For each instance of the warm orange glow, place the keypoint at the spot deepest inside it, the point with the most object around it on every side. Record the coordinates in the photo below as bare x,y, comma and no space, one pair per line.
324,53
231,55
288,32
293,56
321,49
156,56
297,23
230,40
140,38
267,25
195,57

## TASK STATEMENT:
Rewrite the records above, putting "bright amber glow" in place of "warm orange glow" and leaving every other character unchanged.

## WRITTEN REPLY:
For each instance of the bright amber glow, place the keypoint at the spot deepest inside it, the point with the most object around it on every side. Record the coordinates in the photo below as bare x,y, comma and no space, one pair per line.
324,53
231,55
288,32
293,56
321,49
156,56
297,23
230,40
140,38
267,25
195,57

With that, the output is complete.